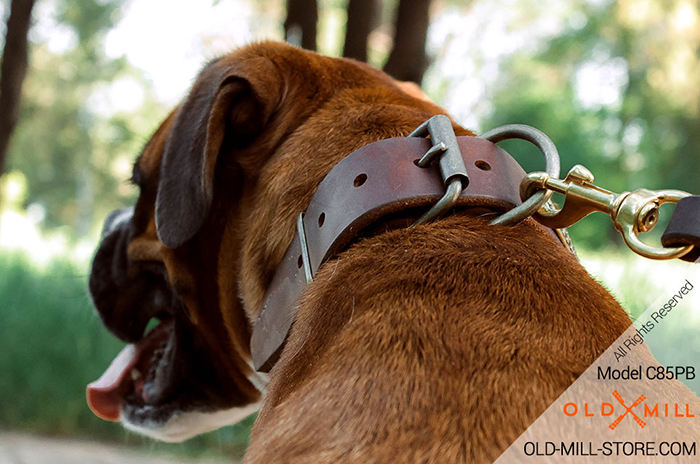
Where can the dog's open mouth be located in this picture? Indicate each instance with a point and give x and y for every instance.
(142, 376)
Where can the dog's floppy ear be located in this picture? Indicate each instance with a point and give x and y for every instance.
(232, 101)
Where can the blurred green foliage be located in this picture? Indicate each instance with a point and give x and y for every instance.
(53, 345)
(74, 154)
(618, 92)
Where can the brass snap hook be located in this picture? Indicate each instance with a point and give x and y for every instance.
(632, 213)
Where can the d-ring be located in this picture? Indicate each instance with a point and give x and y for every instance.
(552, 167)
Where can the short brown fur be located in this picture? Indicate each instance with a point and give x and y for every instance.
(437, 344)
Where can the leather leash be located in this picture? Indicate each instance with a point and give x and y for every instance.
(366, 186)
(684, 227)
(387, 177)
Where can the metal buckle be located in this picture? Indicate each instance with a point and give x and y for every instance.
(305, 259)
(632, 212)
(452, 168)
(551, 158)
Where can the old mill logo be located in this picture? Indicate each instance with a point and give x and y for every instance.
(608, 409)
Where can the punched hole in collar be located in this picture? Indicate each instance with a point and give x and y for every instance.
(483, 165)
(359, 180)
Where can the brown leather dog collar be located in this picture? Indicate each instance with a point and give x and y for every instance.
(369, 184)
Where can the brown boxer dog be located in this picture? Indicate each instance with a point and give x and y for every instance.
(440, 343)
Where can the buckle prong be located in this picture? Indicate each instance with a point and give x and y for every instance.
(452, 168)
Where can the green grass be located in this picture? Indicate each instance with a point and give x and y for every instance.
(52, 345)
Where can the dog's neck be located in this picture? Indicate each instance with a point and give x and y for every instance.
(394, 332)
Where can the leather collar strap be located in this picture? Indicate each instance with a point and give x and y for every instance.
(375, 181)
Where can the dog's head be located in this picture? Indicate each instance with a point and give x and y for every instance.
(221, 184)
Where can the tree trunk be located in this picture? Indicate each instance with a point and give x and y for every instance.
(301, 22)
(363, 18)
(13, 69)
(408, 61)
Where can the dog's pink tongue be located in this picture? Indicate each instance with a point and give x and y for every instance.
(106, 394)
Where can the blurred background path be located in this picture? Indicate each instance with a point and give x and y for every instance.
(17, 448)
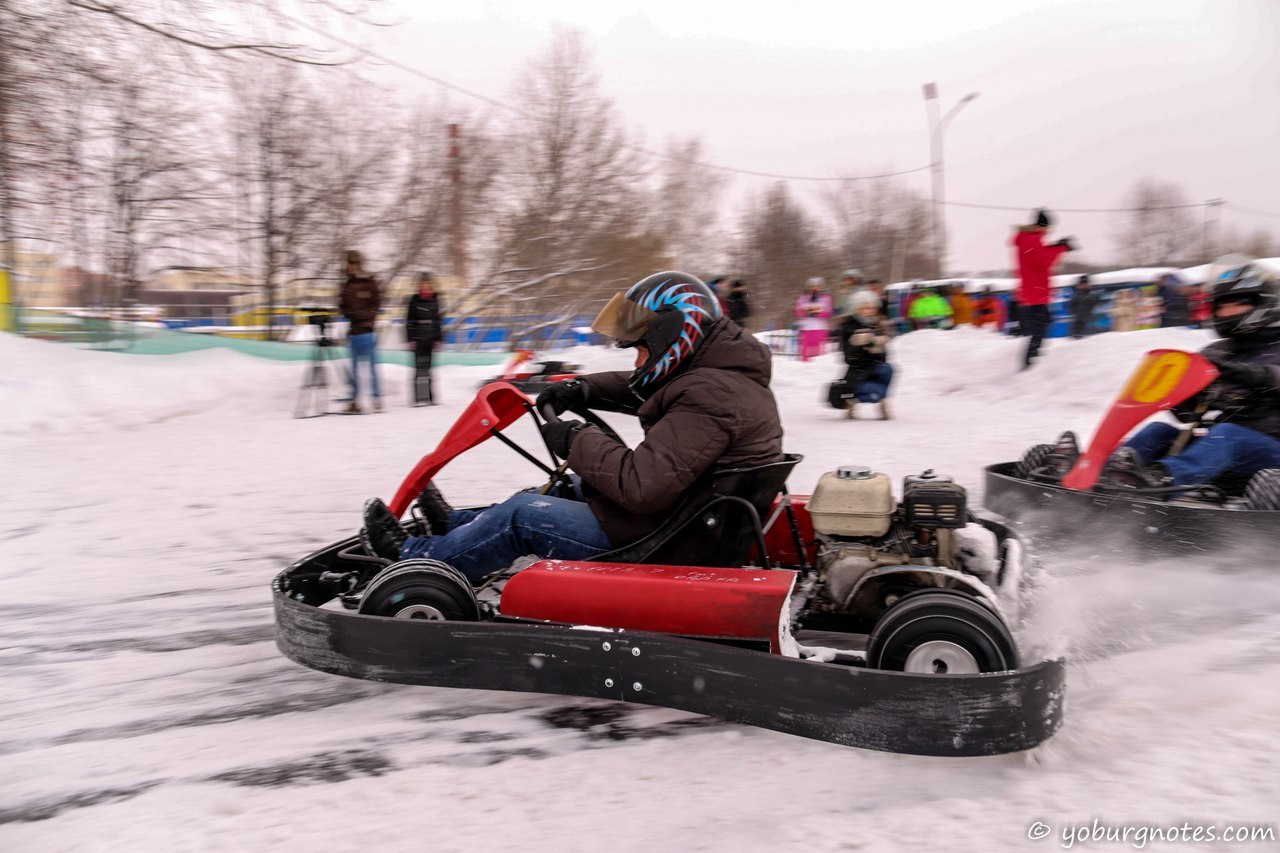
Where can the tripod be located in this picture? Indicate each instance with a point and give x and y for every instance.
(315, 379)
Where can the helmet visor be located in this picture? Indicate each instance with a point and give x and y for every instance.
(622, 320)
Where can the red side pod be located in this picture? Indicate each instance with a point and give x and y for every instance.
(740, 603)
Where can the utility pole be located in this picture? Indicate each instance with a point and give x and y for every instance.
(10, 315)
(937, 128)
(458, 237)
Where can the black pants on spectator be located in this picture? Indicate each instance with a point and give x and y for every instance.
(1034, 324)
(423, 354)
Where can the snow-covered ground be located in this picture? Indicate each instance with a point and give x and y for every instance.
(146, 503)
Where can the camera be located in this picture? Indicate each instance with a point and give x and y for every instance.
(319, 315)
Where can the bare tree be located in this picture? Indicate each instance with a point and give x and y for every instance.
(882, 228)
(686, 209)
(1159, 226)
(780, 246)
(575, 217)
(45, 42)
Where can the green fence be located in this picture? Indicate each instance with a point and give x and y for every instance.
(137, 338)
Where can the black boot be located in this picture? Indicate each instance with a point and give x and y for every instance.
(1125, 469)
(435, 510)
(1063, 457)
(382, 534)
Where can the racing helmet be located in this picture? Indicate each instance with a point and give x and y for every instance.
(670, 314)
(1247, 282)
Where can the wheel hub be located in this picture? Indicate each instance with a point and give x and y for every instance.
(420, 611)
(941, 657)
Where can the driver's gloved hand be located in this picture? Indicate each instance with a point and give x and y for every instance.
(563, 396)
(1243, 373)
(560, 434)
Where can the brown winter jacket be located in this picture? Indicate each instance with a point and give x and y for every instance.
(360, 301)
(717, 411)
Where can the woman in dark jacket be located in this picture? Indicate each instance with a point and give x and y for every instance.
(423, 329)
(864, 343)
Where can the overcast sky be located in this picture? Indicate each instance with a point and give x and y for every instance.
(1077, 97)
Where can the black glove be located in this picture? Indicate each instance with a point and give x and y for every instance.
(1193, 409)
(563, 396)
(1242, 373)
(560, 434)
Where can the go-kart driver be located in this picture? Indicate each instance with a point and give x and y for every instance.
(1246, 434)
(700, 388)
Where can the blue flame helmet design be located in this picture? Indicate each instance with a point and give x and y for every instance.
(670, 314)
(1253, 284)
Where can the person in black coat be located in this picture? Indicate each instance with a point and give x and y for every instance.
(423, 329)
(864, 345)
(1084, 300)
(1173, 293)
(739, 306)
(1244, 436)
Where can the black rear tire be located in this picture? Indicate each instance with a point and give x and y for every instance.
(1032, 460)
(1264, 489)
(941, 632)
(426, 589)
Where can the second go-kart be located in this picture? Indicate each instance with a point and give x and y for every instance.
(1056, 503)
(846, 616)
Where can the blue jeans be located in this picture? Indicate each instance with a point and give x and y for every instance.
(480, 542)
(362, 349)
(874, 387)
(1224, 448)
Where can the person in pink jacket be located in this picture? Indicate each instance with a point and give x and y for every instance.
(813, 311)
(1034, 264)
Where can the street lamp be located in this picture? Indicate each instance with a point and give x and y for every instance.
(931, 104)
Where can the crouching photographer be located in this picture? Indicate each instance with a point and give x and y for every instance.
(864, 345)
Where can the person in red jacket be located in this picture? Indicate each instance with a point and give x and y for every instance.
(1034, 264)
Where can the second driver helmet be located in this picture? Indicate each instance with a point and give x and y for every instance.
(670, 314)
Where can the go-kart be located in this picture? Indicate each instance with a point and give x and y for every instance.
(1055, 506)
(531, 375)
(844, 616)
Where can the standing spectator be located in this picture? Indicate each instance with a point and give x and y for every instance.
(864, 342)
(1084, 300)
(1198, 305)
(360, 301)
(739, 302)
(813, 310)
(887, 309)
(854, 292)
(1151, 308)
(1124, 311)
(1174, 297)
(424, 331)
(990, 310)
(1034, 263)
(961, 306)
(713, 283)
(929, 311)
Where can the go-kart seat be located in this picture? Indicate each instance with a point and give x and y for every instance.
(717, 521)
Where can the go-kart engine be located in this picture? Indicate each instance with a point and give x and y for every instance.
(862, 529)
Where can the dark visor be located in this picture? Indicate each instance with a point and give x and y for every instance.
(622, 320)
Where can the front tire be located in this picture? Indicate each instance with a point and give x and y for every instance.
(1032, 460)
(425, 589)
(1264, 489)
(935, 632)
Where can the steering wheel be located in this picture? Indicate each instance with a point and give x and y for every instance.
(585, 414)
(588, 415)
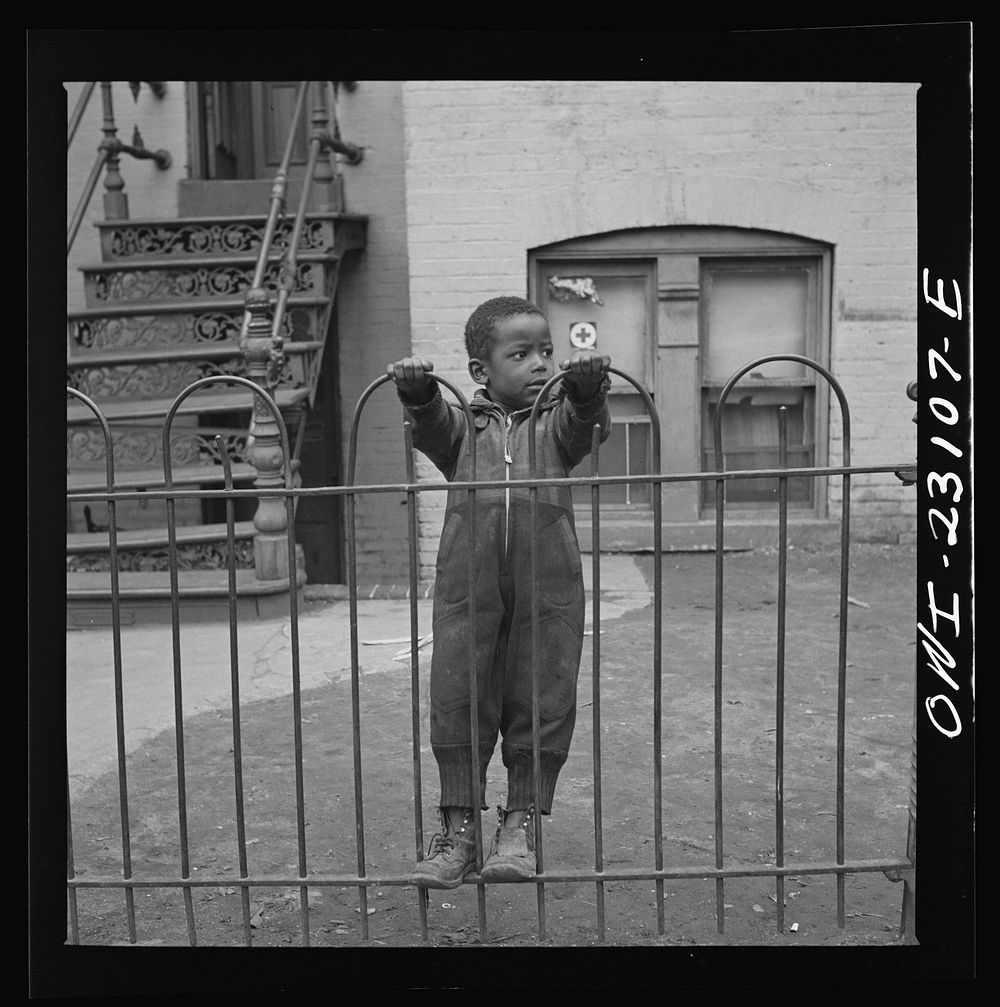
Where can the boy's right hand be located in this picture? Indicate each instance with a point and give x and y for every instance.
(413, 378)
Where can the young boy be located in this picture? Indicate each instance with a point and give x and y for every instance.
(510, 350)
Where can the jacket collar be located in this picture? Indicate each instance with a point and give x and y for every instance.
(482, 406)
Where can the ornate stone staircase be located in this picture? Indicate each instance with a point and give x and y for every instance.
(164, 307)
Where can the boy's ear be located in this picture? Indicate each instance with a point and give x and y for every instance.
(477, 371)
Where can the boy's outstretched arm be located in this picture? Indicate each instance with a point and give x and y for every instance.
(437, 426)
(585, 373)
(586, 380)
(412, 376)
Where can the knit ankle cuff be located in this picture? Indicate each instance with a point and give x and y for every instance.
(521, 777)
(454, 764)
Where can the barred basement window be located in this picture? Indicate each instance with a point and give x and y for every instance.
(750, 308)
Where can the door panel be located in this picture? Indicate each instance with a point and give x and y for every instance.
(608, 308)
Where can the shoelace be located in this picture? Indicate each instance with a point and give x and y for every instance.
(440, 844)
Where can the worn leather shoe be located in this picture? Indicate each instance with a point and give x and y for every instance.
(512, 852)
(450, 856)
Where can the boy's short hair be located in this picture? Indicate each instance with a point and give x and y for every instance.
(480, 328)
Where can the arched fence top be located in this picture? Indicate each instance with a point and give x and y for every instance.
(797, 358)
(384, 380)
(168, 421)
(227, 380)
(109, 450)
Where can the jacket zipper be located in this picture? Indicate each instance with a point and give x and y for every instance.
(508, 461)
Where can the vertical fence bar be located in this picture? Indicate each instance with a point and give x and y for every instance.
(845, 547)
(293, 633)
(72, 873)
(595, 685)
(241, 826)
(720, 496)
(178, 703)
(418, 817)
(116, 623)
(658, 646)
(354, 663)
(355, 708)
(473, 683)
(782, 555)
(536, 726)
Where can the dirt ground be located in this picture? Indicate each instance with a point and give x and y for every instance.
(878, 752)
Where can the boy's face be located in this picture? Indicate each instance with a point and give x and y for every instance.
(520, 361)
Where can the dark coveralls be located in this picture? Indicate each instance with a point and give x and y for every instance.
(503, 590)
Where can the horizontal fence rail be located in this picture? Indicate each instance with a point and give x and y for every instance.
(366, 877)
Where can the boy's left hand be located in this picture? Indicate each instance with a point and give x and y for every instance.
(586, 372)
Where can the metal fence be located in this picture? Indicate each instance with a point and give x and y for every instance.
(601, 873)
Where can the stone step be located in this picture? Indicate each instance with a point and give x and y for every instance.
(140, 239)
(223, 350)
(156, 280)
(185, 304)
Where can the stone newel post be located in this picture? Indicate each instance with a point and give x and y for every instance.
(265, 452)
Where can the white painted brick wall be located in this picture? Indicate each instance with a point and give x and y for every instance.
(496, 167)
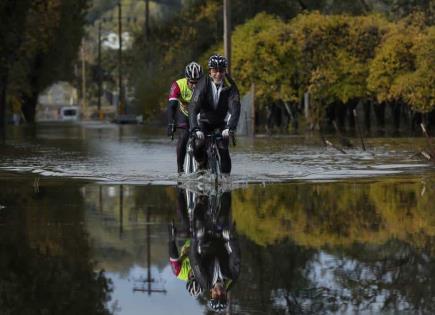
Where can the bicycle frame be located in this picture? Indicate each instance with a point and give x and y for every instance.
(190, 164)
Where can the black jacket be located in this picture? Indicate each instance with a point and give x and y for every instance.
(202, 103)
(226, 252)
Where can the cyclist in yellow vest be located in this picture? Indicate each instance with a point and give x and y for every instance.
(178, 113)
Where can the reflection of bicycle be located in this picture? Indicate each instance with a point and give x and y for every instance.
(213, 157)
(190, 164)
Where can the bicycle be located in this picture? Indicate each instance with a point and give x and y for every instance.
(190, 165)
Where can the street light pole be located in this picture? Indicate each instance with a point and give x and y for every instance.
(121, 109)
(227, 32)
(83, 78)
(99, 73)
(147, 19)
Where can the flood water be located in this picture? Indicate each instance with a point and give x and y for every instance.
(84, 214)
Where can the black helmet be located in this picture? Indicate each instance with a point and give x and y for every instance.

About this task: Leave out every line ahead of the one containing "Where can the flood" and print the rest of the listing exactly.

Worked solution:
Where can the flood water be located in this picture? Indicate each instance with a point and give x and y for every instance.
(84, 214)
Where can the black helmet be located in this picture? Indicate each instance with a point and give x and y for every instance.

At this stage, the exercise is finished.